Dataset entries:
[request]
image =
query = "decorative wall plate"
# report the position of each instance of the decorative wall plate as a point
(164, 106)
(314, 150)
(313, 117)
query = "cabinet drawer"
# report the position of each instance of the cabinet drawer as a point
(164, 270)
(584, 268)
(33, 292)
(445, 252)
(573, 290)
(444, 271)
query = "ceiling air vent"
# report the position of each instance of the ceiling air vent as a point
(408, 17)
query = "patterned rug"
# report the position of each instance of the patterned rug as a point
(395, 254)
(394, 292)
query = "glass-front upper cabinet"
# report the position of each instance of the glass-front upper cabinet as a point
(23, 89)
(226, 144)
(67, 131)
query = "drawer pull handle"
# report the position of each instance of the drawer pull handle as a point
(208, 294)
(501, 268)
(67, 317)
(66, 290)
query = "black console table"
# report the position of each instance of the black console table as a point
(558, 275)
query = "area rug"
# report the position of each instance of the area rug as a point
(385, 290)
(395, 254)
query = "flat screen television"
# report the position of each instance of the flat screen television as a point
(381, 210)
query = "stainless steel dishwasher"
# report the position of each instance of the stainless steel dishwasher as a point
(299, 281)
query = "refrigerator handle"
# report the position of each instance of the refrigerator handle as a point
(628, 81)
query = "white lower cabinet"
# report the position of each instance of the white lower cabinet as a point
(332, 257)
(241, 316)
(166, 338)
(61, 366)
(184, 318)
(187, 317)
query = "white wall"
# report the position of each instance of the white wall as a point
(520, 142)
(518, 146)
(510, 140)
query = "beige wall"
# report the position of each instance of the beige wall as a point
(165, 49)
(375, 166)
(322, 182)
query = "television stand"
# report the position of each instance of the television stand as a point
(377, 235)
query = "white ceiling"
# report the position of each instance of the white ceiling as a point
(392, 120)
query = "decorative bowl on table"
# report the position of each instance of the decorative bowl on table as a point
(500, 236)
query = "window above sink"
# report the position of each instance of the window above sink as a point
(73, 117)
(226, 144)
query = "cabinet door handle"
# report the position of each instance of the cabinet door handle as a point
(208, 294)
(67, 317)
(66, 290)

- What you are asked to do: Nothing added, nothing dropped: copy the data above.

- Answer to this exercise:
[request]
image =
query = "decorative wall plate"
# report the position of each instance of the decorative wall plate as a point
(164, 106)
(314, 150)
(313, 117)
query = "cabinet drawer"
# report the position of each instance of the cabinet drawer as a point
(164, 270)
(584, 268)
(33, 292)
(445, 252)
(573, 290)
(444, 271)
query = "ceiling air vent"
# report the position of each instance of the ceiling air vent as a point
(408, 17)
query = "patterned rug"
# report the position of each instance of the patterned rug as a point
(395, 254)
(394, 292)
query = "glass-front upper cabinet"
# report the position of each instance of the glass-front upper cabinet as a point
(23, 89)
(226, 144)
(67, 131)
query = "drawer pull handle"
# report the position of each instance of the drawer pull handle as a point
(208, 294)
(501, 268)
(67, 317)
(66, 290)
query = "black console table"
# report the position of each instance of the black console table as a point
(558, 275)
query = "area rug"
# report the position of each instance of the area rug as a point
(385, 290)
(395, 254)
query = "flat screen television"
# report the position of each instance of the flat screen television as a point
(381, 210)
query = "stainless steel dishwasher"
# report the position of each instance of the stainless steel dishwasher as a point
(299, 281)
query = "refrigerator handle"
# report the position of each instance of the refrigerator handle as a point
(628, 81)
query = "white lower cabinet"
# report the position of each instance of the white lower cabinet as a point
(332, 257)
(241, 316)
(166, 338)
(61, 366)
(184, 318)
(187, 317)
query = "white wall"
# report the position of each instance of the white wall as a point
(520, 142)
(518, 146)
(510, 140)
query = "beige wall"
# report the position of each instance of the beige wall as a point
(165, 49)
(375, 166)
(322, 182)
query = "television stand"
# report the position of each instance of the television stand as a point
(377, 235)
query = "white ceiling"
# report the position of each instance of the white ceiling as a point
(392, 120)
query = "decorative bowl on table"
# report the position of each instance of the decorative bowl on table as a point
(500, 236)
query = "window above sink"
# report the position of each instance of the window above sink as a point
(73, 117)
(226, 144)
query = "cabinet door handle"
# report the position of each instance of the cabinet door handle as a point
(208, 294)
(67, 317)
(66, 290)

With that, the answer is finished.